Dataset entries
+ + + +

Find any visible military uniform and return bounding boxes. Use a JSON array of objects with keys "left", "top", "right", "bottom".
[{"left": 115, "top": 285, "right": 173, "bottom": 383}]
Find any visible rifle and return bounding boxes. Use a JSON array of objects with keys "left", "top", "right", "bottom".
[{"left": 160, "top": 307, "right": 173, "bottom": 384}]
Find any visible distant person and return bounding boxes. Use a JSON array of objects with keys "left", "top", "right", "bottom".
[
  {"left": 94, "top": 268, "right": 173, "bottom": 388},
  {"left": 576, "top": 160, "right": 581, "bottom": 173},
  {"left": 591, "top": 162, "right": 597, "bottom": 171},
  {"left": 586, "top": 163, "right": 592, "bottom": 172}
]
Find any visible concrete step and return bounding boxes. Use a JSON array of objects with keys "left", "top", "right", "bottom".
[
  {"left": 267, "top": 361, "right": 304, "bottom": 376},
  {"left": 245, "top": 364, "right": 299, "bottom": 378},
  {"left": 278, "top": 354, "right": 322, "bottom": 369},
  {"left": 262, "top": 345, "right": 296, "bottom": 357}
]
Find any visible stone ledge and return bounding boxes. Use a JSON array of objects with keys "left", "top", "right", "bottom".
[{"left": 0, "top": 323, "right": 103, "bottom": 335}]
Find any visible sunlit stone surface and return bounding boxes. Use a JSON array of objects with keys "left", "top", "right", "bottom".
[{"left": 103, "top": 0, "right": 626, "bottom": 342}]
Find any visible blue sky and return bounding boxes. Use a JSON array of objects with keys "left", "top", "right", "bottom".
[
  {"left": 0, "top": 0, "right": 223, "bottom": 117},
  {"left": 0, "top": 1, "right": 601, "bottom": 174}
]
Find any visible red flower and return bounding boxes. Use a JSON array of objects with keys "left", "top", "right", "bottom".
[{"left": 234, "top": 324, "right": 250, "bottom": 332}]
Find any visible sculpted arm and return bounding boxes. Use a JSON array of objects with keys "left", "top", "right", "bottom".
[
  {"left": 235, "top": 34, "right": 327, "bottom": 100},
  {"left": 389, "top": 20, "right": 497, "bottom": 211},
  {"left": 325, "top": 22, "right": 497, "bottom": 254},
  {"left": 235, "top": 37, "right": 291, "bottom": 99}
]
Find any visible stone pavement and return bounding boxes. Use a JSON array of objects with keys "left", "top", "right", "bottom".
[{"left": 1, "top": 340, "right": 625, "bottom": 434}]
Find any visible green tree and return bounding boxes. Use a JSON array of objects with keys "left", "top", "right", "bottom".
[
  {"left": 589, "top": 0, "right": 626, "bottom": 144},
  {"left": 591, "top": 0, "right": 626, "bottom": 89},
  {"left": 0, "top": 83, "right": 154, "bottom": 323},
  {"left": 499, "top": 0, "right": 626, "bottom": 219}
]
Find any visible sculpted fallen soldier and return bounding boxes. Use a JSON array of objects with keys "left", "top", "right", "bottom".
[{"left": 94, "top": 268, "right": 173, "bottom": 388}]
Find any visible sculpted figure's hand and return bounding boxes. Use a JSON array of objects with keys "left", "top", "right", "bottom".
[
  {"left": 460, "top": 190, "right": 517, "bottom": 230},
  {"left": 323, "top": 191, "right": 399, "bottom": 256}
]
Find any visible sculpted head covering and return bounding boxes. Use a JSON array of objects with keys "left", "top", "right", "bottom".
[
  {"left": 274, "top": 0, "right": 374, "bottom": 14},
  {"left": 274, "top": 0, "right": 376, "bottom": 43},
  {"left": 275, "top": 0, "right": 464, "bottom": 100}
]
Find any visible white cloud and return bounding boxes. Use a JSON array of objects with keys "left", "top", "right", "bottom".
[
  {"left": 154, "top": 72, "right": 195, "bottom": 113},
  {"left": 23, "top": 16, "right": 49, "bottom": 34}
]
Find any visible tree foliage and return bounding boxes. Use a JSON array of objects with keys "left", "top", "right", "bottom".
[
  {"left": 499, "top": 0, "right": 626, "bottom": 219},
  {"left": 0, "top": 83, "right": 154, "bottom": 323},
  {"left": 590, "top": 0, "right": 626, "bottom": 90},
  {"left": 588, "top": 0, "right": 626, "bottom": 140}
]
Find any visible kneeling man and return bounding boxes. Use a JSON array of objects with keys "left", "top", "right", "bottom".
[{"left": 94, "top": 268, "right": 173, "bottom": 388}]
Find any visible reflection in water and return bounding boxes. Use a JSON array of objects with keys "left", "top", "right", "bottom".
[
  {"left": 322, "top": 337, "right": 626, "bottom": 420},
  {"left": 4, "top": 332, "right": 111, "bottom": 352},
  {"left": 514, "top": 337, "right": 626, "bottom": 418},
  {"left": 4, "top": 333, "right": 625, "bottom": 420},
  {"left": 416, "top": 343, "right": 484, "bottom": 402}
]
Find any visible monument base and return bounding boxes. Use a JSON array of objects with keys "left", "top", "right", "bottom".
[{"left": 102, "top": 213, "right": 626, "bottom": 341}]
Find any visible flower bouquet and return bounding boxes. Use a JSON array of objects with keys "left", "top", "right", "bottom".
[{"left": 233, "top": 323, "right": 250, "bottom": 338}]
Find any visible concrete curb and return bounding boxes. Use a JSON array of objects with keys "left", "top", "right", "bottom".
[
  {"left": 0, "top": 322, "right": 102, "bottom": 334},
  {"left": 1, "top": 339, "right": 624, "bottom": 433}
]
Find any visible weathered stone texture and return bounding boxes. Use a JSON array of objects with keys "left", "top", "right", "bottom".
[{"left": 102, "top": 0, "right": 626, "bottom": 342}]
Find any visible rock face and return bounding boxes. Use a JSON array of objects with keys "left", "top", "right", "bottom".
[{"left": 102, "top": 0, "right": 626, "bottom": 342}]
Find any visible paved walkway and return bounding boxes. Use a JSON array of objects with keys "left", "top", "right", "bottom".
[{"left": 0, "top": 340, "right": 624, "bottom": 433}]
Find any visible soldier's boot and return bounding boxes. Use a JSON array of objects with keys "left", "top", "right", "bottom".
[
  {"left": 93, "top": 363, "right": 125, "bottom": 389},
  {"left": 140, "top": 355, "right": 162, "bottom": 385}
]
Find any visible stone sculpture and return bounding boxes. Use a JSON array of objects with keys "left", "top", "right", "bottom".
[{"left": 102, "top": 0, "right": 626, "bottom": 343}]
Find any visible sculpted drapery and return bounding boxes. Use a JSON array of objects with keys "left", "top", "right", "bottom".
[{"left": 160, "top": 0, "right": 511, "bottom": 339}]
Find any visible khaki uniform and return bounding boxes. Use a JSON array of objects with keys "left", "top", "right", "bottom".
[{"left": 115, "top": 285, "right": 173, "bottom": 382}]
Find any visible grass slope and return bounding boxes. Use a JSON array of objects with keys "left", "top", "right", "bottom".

+ + + +

What is needed: Your response must repeat the entries above exactly, in full.

Solution for this task:
Find any visible military uniform and return bounding boxes. Use a JSON array of objects with keys "left", "top", "right", "bottom".
[{"left": 115, "top": 285, "right": 173, "bottom": 383}]
Find any visible rifle and return bounding boxes. Use a JSON array of objects with keys "left", "top", "right", "bottom".
[{"left": 160, "top": 307, "right": 173, "bottom": 384}]
Find any visible distant person and return bounding boxes. Use a JSON array of objects with keys "left", "top", "right", "bottom".
[
  {"left": 94, "top": 268, "right": 173, "bottom": 388},
  {"left": 576, "top": 160, "right": 581, "bottom": 173},
  {"left": 591, "top": 162, "right": 597, "bottom": 171},
  {"left": 586, "top": 163, "right": 592, "bottom": 172}
]
Find any visible concrete step and return bounding boxes. Use a JSON array of objects with keys "left", "top", "right", "bottom".
[
  {"left": 267, "top": 361, "right": 304, "bottom": 376},
  {"left": 245, "top": 364, "right": 299, "bottom": 378},
  {"left": 278, "top": 354, "right": 322, "bottom": 369},
  {"left": 262, "top": 345, "right": 296, "bottom": 357}
]
Find any visible stone ledge and return bounding boxes. Use a JSON array of objects with keys "left", "top", "right", "bottom".
[{"left": 0, "top": 323, "right": 103, "bottom": 335}]
Find any visible sunlit stone surface and return bounding boxes. Use a JSON array of objects with keys "left", "top", "right", "bottom".
[{"left": 103, "top": 0, "right": 626, "bottom": 342}]
Find any visible blue sky and return bounding boxes. Use a JSON array of objects with keys "left", "top", "right", "bottom".
[
  {"left": 0, "top": 0, "right": 223, "bottom": 117},
  {"left": 0, "top": 1, "right": 601, "bottom": 174}
]
Find any visible red flower and return bounding boxes. Use a JSON array of objects with keys "left", "top", "right", "bottom".
[{"left": 234, "top": 324, "right": 250, "bottom": 332}]
Find any visible sculpted arm and return bounding boxes. Use a JSON array of objects with keys "left", "top", "right", "bottom".
[
  {"left": 235, "top": 34, "right": 327, "bottom": 100},
  {"left": 389, "top": 20, "right": 497, "bottom": 211},
  {"left": 325, "top": 22, "right": 497, "bottom": 254},
  {"left": 235, "top": 37, "right": 291, "bottom": 99}
]
Find any visible stone pavement and return bounding boxes. Use a JSON array of objects with keys "left", "top", "right", "bottom".
[{"left": 1, "top": 340, "right": 625, "bottom": 434}]
Find any visible green tree and return bounding boxes. Use a JSON array of objects with keys "left", "top", "right", "bottom".
[
  {"left": 589, "top": 0, "right": 626, "bottom": 144},
  {"left": 591, "top": 0, "right": 626, "bottom": 89},
  {"left": 0, "top": 83, "right": 154, "bottom": 323},
  {"left": 499, "top": 0, "right": 626, "bottom": 219}
]
Find any visible sculpted fallen soldier and return bounding boxes. Use a JSON array of objects with keys "left", "top", "right", "bottom".
[{"left": 94, "top": 268, "right": 173, "bottom": 388}]
Find any visible sculpted figure's hand and return bounding boxes. Use a JSON array of objects with keys "left", "top", "right", "bottom".
[
  {"left": 460, "top": 190, "right": 517, "bottom": 230},
  {"left": 323, "top": 191, "right": 399, "bottom": 256}
]
Find any visible sculpted head covering and return bounding boxes. Use a JSON array of objects with keys "left", "top", "right", "bottom".
[
  {"left": 274, "top": 0, "right": 374, "bottom": 14},
  {"left": 274, "top": 0, "right": 376, "bottom": 43},
  {"left": 275, "top": 0, "right": 464, "bottom": 100}
]
Find any visible white cloud and return bounding boxes. Use a JSON array of objects with keys "left", "top", "right", "bottom".
[
  {"left": 154, "top": 72, "right": 195, "bottom": 113},
  {"left": 23, "top": 16, "right": 49, "bottom": 34}
]
Find any visible tree foliage and return bounding boxes. Use a JSON array of objects with keys "left", "top", "right", "bottom".
[
  {"left": 499, "top": 0, "right": 626, "bottom": 219},
  {"left": 0, "top": 83, "right": 154, "bottom": 323},
  {"left": 590, "top": 0, "right": 626, "bottom": 90},
  {"left": 588, "top": 0, "right": 626, "bottom": 140}
]
Find any visible kneeling man and return bounding boxes. Use a JSON array of objects with keys "left", "top", "right", "bottom".
[{"left": 94, "top": 268, "right": 173, "bottom": 388}]
Find any visible reflection in water and return bounding boxes. Use a JSON array of objects with keys "left", "top", "right", "bottom".
[
  {"left": 322, "top": 337, "right": 626, "bottom": 420},
  {"left": 4, "top": 332, "right": 111, "bottom": 352},
  {"left": 514, "top": 337, "right": 626, "bottom": 418},
  {"left": 4, "top": 333, "right": 625, "bottom": 420},
  {"left": 416, "top": 343, "right": 484, "bottom": 402}
]
Find any visible monument base and return bounding boxes. Use a JSON array of objects with keys "left", "top", "right", "bottom".
[{"left": 102, "top": 213, "right": 626, "bottom": 341}]
Find any visible flower bouquet and return bounding boxes. Use a JSON array of objects with keys "left", "top", "right", "bottom".
[{"left": 233, "top": 323, "right": 250, "bottom": 338}]
Find any visible concrete curb and return bounding boxes. Use a JSON array of objects with keys "left", "top", "right", "bottom".
[
  {"left": 0, "top": 322, "right": 102, "bottom": 334},
  {"left": 1, "top": 339, "right": 624, "bottom": 433}
]
Find any visible weathered stone texture and return bounding boxes. Use a JSON array of objects with keys "left", "top", "right", "bottom".
[{"left": 102, "top": 0, "right": 626, "bottom": 342}]
Find any visible rock face and return bounding boxes. Use a JSON array of objects with keys "left", "top", "right", "bottom".
[{"left": 102, "top": 0, "right": 626, "bottom": 342}]
Find any visible paved walkway and return bounding boxes. Use a JSON array of objects with keys "left", "top", "right", "bottom".
[{"left": 0, "top": 340, "right": 624, "bottom": 433}]
Find any visible soldier's boot and return bounding boxes. Use a JSON array of objects with keys "left", "top", "right", "bottom".
[
  {"left": 93, "top": 363, "right": 125, "bottom": 389},
  {"left": 140, "top": 355, "right": 162, "bottom": 385}
]
Find any visible stone sculpture and return bounding boxes. Use a JSON array of objects with keys "left", "top", "right", "bottom".
[{"left": 102, "top": 0, "right": 626, "bottom": 343}]
Find any visible sculpted drapery and return bounding boxes. Use a JSON array of objects with keys "left", "top", "right", "bottom".
[{"left": 160, "top": 0, "right": 511, "bottom": 339}]
Find any visible khaki uniform and return bounding boxes. Use a JSON array of objects with keys "left", "top", "right", "bottom".
[{"left": 115, "top": 285, "right": 173, "bottom": 382}]
Find any visible grass slope and return bounding boxes. Use a JSON array of objects with keys "left", "top", "right", "bottom".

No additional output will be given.